- Excerpt to read:
--------------------------------------------------

Thursday, December 6, 2012

Math in the Movies!

Republishing one of my favorite posts...  It's a good time of year to cozy up with a cup of hot chocolate and a good movie (with math!) :)

A couple years ago I began using video clips in my continuing education classes for teachers. Why?  Short movie excerpts have the powerful ability to:
  • illustrate a point
  • incite discussion
  • provide a humorous "jumping off point" for a particular concept
  • pose "real life" problem solving
  • capture students' attention
  • address a variety of student learning styles
  • present a wide variety of mathematical strands
  • help students to consider what they know and what they have yet to learn
Many, many movies contain mathematical clips. Some are best used with advanced math students while others are perfect for younger children.

Consider this clip from the movie, Father of the Bride. Mr. Banks is frustrated by the fact that hotdog buns come in packs of 12 while hotdogs come in packs of 8. Pose the question to students:
How many packs of each would he need to buy to make the hotdogs and buns come out even?





Here's a clip from Ma and Pa Kettle. I love this clip because it illustrates how important it is for students to explain not only WHAT the answer is but also HOW they got an answer. Can your student explain where Ma/Pa went wrong in each proof?





I also enjoy math problems from game shows. Students of all ages like to feel smarter than television competition. (Why else are game shows so successful?)  Here's an excerpt from Who Wants to Be a Millionaire in which actress Patricia Heaton struggles to answer the following question:
If a Euro is $1.50, five Euros is worth what?

A. Thirty quarters
B. Fifty dimes
C. Seventy nickels
D. Ninety pennies 

Many more online resources are available on math in the movies:

Math and the Movies: Two teachers list many movie excerpts and provide free pdf lessons to go with each.

Mathematics in Movies: A Harvard professor has collected an extensive collection of movie titles. He includes the movie clips in a library on his site.

Simpsons Math: Math lessons using episodes from The Simpsons.

--------------------------------------------------

- Data lines:
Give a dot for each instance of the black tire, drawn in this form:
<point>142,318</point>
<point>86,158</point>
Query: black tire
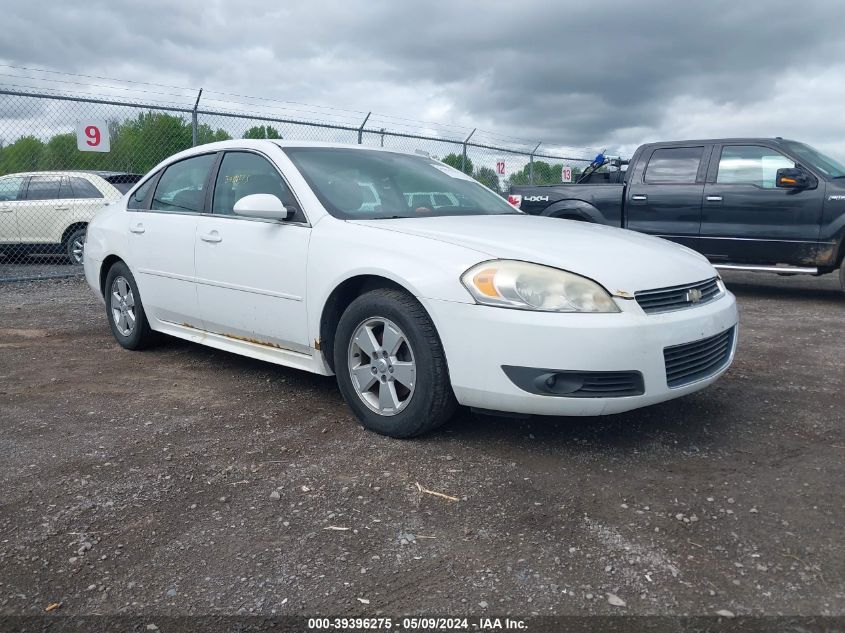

--------------------------------------------------

- Tasks to perform:
[a] Answer these questions from the blog post on math in the movies:
(i) In the Father of the Bride clip, how many hotdog buns come in a pack, and how many hotdogs?
(ii) Which actress struggles with a question in the Who Wants to Be a Millionaire excerpt?
(iii) What does the Simpsons Math resource use for its math lessons?
[b] Transcribe the part of the blog post on math in the movies between "Mathematics in Movies: A" and "on his site.", inclusive.
[c] Translate this sentence from the blog post on math in the movies into Spanish: "Students of all ages like to feel smarter than television competition."
The lines play no part in any of this work.

- Expected results:
[a]
(i) Hotdog buns come in packs of 12, and hotdogs come in packs of 8.
(ii) Patricia Heaton.
(iii) Episodes from The Simpsons.

[b]
Mathematics in Movies: A Harvard professor has collected an extensive collection of movie titles. He includes the movie clips in a library on his site.

[c] A los estudiantes de todas las edades les gusta sentirse más inteligentes que los concursantes de la televisión.